(Data items)
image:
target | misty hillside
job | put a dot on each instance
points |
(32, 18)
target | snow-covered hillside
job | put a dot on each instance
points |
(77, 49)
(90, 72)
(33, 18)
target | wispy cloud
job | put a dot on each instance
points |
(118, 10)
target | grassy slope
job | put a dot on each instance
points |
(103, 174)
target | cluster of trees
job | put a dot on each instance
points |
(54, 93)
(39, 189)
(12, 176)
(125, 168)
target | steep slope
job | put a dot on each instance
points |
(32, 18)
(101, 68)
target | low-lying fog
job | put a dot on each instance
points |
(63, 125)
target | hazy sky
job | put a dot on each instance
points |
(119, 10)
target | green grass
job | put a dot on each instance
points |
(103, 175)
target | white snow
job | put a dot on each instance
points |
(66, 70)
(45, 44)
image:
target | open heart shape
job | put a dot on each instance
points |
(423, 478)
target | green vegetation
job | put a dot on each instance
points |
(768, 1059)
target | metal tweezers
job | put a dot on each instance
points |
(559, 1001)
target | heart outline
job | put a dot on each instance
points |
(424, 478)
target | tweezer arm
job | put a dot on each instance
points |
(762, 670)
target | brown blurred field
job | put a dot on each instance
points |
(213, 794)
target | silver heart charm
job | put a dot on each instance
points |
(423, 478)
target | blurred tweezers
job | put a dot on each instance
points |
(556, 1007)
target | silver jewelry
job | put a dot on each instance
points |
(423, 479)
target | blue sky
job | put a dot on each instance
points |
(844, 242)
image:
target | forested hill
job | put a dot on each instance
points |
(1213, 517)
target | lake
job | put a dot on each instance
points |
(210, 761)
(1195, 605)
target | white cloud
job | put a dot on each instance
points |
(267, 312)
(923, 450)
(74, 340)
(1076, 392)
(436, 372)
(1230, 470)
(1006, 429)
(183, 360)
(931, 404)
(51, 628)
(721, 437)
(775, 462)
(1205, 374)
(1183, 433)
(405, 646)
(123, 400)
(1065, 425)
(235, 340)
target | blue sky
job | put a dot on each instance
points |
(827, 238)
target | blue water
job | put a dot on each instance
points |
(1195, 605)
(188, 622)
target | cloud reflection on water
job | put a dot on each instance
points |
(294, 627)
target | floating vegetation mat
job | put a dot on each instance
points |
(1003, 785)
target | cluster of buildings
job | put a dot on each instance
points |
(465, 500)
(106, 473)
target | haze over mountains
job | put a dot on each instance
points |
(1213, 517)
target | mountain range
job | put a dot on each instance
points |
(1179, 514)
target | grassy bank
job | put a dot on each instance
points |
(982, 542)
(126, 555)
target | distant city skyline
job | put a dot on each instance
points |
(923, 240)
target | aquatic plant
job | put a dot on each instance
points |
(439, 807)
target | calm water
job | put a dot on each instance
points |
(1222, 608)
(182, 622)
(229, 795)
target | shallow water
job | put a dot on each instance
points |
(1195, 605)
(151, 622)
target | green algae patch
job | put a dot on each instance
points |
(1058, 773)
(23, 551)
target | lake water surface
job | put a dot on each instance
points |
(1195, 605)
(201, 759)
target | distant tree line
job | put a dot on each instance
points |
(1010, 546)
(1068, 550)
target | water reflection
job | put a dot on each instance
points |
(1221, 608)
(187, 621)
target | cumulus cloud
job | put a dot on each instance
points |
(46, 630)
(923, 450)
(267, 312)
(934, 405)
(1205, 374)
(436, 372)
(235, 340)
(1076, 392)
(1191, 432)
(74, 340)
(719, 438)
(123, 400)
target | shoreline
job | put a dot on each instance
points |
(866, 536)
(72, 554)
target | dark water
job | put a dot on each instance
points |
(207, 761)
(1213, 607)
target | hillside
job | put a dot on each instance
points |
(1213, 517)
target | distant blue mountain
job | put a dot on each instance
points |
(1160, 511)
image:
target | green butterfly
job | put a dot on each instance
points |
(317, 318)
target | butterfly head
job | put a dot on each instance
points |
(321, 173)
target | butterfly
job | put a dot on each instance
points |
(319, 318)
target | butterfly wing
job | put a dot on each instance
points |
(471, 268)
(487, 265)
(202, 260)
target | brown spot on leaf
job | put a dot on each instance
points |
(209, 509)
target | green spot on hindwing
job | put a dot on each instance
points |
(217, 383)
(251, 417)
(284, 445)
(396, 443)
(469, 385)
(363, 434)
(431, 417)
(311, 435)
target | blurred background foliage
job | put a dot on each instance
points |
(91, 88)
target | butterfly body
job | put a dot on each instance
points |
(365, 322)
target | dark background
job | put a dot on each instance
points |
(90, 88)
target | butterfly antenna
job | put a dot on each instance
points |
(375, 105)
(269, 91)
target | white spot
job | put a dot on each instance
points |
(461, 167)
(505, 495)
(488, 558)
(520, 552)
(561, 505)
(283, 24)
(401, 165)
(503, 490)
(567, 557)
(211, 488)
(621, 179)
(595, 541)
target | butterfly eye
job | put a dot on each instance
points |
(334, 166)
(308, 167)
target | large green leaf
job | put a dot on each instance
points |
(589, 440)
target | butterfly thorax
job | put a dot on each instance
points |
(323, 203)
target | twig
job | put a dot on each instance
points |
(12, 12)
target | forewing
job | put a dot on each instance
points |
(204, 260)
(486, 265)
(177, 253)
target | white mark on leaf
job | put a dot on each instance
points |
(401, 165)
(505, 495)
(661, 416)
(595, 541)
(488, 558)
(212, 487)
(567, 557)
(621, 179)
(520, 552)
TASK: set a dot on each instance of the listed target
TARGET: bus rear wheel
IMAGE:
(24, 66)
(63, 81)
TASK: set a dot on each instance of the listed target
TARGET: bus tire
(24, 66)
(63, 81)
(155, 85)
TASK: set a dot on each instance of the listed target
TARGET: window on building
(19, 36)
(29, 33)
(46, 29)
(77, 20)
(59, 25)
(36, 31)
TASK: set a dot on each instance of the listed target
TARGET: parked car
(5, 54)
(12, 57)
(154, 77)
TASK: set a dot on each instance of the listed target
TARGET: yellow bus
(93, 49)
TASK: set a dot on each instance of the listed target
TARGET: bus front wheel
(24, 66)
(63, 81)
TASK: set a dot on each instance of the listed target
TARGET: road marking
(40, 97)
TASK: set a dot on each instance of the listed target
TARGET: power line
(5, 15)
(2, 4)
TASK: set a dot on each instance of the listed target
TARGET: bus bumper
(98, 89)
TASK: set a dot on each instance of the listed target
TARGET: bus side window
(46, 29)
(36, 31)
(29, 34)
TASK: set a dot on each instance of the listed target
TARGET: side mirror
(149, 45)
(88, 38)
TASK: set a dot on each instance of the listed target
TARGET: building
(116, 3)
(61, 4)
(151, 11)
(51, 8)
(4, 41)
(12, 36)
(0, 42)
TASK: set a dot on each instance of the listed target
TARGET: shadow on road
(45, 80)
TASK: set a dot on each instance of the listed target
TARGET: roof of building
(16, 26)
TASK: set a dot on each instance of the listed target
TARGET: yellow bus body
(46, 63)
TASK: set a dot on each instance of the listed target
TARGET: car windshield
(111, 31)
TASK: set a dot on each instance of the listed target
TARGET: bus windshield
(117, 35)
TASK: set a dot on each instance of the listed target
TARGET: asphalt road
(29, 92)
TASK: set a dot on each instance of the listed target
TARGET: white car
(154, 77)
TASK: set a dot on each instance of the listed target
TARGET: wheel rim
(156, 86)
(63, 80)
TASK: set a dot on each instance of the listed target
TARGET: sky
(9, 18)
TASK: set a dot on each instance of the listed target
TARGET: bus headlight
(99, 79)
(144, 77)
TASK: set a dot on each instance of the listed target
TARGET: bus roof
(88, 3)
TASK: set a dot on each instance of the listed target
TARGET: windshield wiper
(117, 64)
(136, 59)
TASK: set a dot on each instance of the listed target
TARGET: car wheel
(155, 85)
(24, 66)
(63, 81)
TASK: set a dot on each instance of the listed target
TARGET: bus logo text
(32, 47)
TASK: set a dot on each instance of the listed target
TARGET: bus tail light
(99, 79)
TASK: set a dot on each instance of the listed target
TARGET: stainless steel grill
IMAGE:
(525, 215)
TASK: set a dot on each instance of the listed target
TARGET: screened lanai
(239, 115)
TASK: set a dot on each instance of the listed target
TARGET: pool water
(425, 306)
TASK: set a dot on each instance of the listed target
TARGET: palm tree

Goal of the exercise: Go through the data above and count the lines that hold "distant". Respond with the number and no other words.

Answer space: 3